YOUR OBJECTIVE »
Look through the data that follows and copy each line with the string "skier".

MATERIAL FOR THIS TASK »
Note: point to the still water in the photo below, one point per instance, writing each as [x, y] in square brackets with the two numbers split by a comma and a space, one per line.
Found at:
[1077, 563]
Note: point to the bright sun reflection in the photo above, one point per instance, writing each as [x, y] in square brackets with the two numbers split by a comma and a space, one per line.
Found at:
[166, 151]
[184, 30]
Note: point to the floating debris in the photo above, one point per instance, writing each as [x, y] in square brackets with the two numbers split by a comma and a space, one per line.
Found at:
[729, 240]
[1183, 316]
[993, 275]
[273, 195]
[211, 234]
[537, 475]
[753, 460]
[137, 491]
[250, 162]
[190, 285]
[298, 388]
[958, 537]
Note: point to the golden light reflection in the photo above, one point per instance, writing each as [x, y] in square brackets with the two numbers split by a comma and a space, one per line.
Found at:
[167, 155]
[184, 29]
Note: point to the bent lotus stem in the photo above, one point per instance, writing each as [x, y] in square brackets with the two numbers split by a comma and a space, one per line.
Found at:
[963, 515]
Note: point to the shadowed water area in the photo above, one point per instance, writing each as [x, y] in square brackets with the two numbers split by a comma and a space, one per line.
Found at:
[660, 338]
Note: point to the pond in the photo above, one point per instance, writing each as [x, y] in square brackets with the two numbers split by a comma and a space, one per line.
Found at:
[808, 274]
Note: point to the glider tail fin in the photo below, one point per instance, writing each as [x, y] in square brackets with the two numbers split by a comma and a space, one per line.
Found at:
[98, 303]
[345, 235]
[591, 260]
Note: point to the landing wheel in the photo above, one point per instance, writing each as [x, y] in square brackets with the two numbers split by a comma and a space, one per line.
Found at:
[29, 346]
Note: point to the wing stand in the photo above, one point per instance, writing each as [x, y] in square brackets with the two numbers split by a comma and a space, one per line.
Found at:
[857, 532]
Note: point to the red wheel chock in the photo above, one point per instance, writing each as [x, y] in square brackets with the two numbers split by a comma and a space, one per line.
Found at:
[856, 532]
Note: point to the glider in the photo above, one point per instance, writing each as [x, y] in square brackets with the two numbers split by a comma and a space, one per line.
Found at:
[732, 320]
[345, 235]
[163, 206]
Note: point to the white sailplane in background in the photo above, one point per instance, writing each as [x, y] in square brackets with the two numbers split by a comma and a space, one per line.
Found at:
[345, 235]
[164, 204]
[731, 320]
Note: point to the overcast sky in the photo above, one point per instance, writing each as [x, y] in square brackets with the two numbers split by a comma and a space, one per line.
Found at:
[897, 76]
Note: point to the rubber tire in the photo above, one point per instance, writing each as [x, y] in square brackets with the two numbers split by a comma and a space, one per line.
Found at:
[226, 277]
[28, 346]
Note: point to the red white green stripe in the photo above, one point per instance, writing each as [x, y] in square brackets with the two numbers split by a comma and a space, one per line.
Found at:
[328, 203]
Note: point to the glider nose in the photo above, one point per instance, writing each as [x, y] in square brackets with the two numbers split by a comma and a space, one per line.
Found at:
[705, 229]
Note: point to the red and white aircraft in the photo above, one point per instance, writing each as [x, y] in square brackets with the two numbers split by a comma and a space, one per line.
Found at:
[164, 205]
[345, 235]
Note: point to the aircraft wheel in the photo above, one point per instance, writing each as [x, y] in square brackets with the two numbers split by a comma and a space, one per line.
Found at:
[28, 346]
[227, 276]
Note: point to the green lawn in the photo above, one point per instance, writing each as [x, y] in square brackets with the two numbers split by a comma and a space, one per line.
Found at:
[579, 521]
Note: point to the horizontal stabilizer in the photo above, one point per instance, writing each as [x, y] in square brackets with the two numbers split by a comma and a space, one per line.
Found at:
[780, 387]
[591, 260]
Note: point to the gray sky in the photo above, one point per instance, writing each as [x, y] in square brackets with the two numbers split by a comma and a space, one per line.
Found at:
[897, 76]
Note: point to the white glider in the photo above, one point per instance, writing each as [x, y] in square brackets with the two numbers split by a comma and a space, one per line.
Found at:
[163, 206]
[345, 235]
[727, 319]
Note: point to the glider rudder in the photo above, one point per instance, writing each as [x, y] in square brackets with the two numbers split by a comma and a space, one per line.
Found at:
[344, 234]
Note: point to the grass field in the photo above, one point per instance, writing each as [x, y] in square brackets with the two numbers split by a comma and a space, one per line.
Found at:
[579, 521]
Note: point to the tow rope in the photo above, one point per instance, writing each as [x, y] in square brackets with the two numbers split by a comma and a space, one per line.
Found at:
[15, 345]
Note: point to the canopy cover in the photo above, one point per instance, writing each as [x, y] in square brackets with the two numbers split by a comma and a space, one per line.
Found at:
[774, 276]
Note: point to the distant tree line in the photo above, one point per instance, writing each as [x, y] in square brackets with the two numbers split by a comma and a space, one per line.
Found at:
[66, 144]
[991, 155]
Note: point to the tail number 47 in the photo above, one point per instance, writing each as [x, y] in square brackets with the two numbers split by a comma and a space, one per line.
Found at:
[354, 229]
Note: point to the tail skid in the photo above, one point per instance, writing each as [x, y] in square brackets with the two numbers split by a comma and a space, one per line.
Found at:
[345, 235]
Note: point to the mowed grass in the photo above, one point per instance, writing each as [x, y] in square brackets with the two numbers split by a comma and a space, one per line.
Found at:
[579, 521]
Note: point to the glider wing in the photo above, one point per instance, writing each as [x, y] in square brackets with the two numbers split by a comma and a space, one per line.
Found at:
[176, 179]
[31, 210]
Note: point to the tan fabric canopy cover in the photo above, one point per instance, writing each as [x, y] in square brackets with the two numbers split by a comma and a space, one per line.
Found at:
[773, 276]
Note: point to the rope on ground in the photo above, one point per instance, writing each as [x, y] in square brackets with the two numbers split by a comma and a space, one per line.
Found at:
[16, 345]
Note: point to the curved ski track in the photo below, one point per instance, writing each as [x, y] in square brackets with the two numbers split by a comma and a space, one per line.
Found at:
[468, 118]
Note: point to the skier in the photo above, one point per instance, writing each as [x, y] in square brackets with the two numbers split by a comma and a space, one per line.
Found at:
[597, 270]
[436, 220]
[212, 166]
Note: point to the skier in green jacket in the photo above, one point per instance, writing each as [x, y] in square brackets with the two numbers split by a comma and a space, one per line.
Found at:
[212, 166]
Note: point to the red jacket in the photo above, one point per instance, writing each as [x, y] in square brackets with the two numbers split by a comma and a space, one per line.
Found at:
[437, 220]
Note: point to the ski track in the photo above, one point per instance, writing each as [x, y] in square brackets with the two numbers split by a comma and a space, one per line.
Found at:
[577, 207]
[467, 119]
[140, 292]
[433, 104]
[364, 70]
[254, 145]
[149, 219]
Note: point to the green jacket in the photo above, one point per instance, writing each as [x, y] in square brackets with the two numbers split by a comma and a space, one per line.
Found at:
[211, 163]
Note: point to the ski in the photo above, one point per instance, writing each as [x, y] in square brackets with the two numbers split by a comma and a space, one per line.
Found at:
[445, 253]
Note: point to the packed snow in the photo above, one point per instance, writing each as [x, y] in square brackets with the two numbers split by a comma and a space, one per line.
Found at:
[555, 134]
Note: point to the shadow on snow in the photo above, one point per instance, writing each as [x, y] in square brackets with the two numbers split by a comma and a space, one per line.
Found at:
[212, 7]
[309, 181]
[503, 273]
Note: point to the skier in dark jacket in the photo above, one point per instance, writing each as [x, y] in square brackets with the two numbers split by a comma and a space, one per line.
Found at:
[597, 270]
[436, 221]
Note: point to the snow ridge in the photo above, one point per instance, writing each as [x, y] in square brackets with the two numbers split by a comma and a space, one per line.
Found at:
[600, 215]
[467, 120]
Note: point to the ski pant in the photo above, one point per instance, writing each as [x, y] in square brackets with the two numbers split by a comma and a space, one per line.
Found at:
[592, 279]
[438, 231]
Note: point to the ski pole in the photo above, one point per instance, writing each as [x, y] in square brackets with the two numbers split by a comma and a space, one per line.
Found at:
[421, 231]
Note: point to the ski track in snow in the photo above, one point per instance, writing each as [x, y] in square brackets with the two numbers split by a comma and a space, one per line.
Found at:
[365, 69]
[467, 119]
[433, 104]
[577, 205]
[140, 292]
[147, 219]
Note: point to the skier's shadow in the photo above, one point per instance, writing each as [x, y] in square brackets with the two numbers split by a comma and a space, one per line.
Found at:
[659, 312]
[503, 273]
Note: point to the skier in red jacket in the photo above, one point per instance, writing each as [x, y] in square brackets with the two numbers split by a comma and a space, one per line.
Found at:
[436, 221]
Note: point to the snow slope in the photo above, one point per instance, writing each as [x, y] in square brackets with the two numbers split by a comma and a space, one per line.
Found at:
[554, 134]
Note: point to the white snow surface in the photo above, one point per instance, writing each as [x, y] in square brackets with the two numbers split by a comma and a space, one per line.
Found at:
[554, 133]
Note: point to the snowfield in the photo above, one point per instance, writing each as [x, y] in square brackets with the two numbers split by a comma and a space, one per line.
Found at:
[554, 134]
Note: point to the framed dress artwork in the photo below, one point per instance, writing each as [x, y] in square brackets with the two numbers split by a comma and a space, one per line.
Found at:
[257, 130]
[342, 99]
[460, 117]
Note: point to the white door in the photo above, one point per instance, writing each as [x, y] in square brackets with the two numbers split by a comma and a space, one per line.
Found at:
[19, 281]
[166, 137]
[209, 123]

RESULT OF THE EXERCISE »
Note: point to the skier in the photo above, one point per instance, writing each as [x, y] in square brackets with the two numbers split by a comma and a space, one per line.
Note: point to the skier in green jacket in the photo above, one point per instance, writing each as [x, y] in square brackets with the two numbers split by a comma and a space, one per line.
Note: point to the skier in dark jacket in the photo above, one point per instance, writing each as [x, y] in square brackets with the two numbers split by a comma and a space, one per line.
Note: point to the skier's shadow in the photo above, one point per instance, writing each as [x, y] in square brackets with the two numbers split by a comma and a space, one per line.
Note: point to the skier in red jacket in the photo above, one point per instance, writing each as [x, y] in square brackets with the two numbers split by a comma and a space, one per line.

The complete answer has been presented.